Последняя мистификация Пушкина
Шрифт:
Обратите внимание, Вяземская вовсе не осуждала поведение поэта и Александрины. Она даже подсказывала, что могло способствовать их близости - благодарность за совместное ведение хозяйства - хотя понятно, что это «оправдание» прежде всего унижало Наталью Николаевну, как хозяйку дома. Княгиню просто позабавило смущение Александрины и не более. Что уж тут особенного - возвращение крестика или цепочки! Кстати, и Соболевский не упрекал поэта в безнравственности, а лишь советовал быть осторожнее, то есть напоминал об ответственности, которую на себя брал поэт за будущее Александрины.
А вот как попал крестик
может быть объяснено мотивами совершенно особого характера. Ведь Пушкин сказал Александрине (как единственному взрослому человеку в доме), что едет на дуэль; и она не могла не дать крестик; а он оставил этот крестик дома и перед смертью велел ей его вернуть[455].
Как-то театрально получается: этаким Сергием Радонежским при Дмитрии Донском предстает Александрина, член «партии Натальи Николаевны», отправляющая мужа сестры на смертельный поединок. И уж совсем невыразительно смотрится предложение не обсуждать «откровенья няньки»: «тем более что это, несомненно, все тот же крестик, про который пушкинская прислуга могла услышать». Напомним, как эти «откровения» описаны в книге Араповой:
Раз как-то Александра Николаевна заметила пропажу шейного креста, которым она очень дорожила. Всю прислугу поставили на ноги, чтобы его отыскать. Тщетно перешарив комнаты, уже отложили надежду, когда камердинер, постилая на ночь кровать Александра Сергеевича, - это совпало с родами его жены, — нечаянно вытряхнул искомый предмет. Этот случай должен был неминуемо породить много толков, и хотя других данных обвинения няня не могла привести, она с убеждением повторяла мне: - Как вы там ни объясняйте, это ваша воля, а по-моему - грешна была тетенька перед вашей маменькой!.[456]
Как-то отчетливо не совпадает это описание с тем, что происходило в доме умирающего поэта. На ту же мысль наталкивают и временные указания из рассказов Вяземской: «одно время», «Соболевский... напоминал».

*ИСХОДНЫЙ ЛИСТИНГ*
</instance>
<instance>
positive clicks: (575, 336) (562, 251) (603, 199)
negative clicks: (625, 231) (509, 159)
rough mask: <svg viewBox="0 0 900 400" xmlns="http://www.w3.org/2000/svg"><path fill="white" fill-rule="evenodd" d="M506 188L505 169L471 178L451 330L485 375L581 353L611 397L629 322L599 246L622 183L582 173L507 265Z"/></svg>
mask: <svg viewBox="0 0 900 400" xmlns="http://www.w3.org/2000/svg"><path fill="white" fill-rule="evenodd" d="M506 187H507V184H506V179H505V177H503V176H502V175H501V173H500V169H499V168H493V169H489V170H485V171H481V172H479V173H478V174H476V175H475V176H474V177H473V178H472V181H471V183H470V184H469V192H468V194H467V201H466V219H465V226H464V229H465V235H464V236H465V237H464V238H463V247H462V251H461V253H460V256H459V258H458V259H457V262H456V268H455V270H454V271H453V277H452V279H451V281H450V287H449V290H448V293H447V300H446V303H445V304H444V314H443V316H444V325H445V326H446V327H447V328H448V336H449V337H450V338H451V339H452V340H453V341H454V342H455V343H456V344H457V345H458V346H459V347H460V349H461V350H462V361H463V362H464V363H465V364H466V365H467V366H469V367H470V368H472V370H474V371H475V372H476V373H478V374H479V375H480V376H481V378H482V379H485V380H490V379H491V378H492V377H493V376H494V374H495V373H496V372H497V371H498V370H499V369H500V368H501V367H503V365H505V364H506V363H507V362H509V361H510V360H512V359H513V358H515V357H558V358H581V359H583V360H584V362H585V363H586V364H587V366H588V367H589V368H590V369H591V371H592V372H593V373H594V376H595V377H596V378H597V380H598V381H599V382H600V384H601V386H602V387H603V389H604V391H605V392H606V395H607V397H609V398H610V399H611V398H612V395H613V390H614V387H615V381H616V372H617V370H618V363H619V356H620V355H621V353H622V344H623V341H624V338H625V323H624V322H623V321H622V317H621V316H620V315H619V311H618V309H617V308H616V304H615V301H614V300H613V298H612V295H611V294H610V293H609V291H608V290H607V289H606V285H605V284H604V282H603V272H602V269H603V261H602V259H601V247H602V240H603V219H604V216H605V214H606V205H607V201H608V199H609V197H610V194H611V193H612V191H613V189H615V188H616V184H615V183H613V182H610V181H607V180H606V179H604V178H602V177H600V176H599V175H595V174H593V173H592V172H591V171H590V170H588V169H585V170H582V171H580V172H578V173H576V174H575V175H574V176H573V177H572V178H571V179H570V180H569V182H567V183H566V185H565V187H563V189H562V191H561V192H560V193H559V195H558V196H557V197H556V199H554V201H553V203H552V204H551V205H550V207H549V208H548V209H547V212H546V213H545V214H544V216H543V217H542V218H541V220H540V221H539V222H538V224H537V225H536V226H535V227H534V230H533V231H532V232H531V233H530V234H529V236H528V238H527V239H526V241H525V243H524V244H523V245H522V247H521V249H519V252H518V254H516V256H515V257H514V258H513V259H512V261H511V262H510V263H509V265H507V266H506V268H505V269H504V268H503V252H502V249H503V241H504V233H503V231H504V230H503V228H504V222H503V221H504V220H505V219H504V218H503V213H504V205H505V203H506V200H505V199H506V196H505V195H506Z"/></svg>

*ЧТО СДЕЛАТЬ*
1. Кратко перескажите абзац текста о Пушкине, который начинается словами «Обратите внимание, Вяземская». Сохраните его основные факты.
2. Продолжите текст о Пушкине и Александрине, начав сразу после его последнего предложения.
Листинг взят из другого источника.

*ОТВЕТЫ К ЗАДАНИЯМ*
1. Вяземская не осуждала поведение поэта и Александрины. Возможной причиной их близости она называла благодарность за совместное ведение хозяйства, хотя такое «оправдание» унижало Наталью Николаевну как хозяйку дома. Княгиню лишь позабавило смущение Александрины из-за возвращения крестика или цепочки. Соболевский тоже не упрекал поэта в безнравственности. Он только советовал ему быть осторожнее и напоминал об ответственности за будущее Александрины.

2.
Соболевский уехал за границу в начале августа 1836 года и до смерти поэта в Петербурге не появлялся, так что его «напоминания» были сделаны гораздо раньше дуэльной истории. Вот и у няни звучит: «раз как-то», «это совпало с родами его жены», а рожала Наталья Николаевна дочь Наталью 23 мая 1836 года. Только Пушкин при этом не присутствовал - с 29 апреля он находился в командировке в Москве, а до этого был занят похоронами матери. И в момент рождения третьего ребенка - сына Григория - 14 мая 1835 года - Пушкин тоже выехал из Петербурга, правда, совсем ненадолго - с 6-го по 15 мая, и произошло это при довольно странных обстоятельствах. Его необычный вояж в Михайловское вызвал тогда много недоуменных вопросов у родных и близких.
Поэт писал теще, что
принужден был по своим делам съездить во Псковскую деревню».[457]
Мать же Пушкина в письме к дочери придерживалась другого мнения:
Александр третьего дни уехал в Тригорское ...Ты, быть может, подумаешь, что это за делом, - вовсе нет: ради одного лишь удовольствия путешествовать, - и по такой плохой погоде! Мы очень были удивлены, когда он накануне отъезда пришел с нами попрощаться. Его жена этим очень опечалена. Признаться надо, братья твои чудаки порядочные и никогда чудачеств своих не оставят[458].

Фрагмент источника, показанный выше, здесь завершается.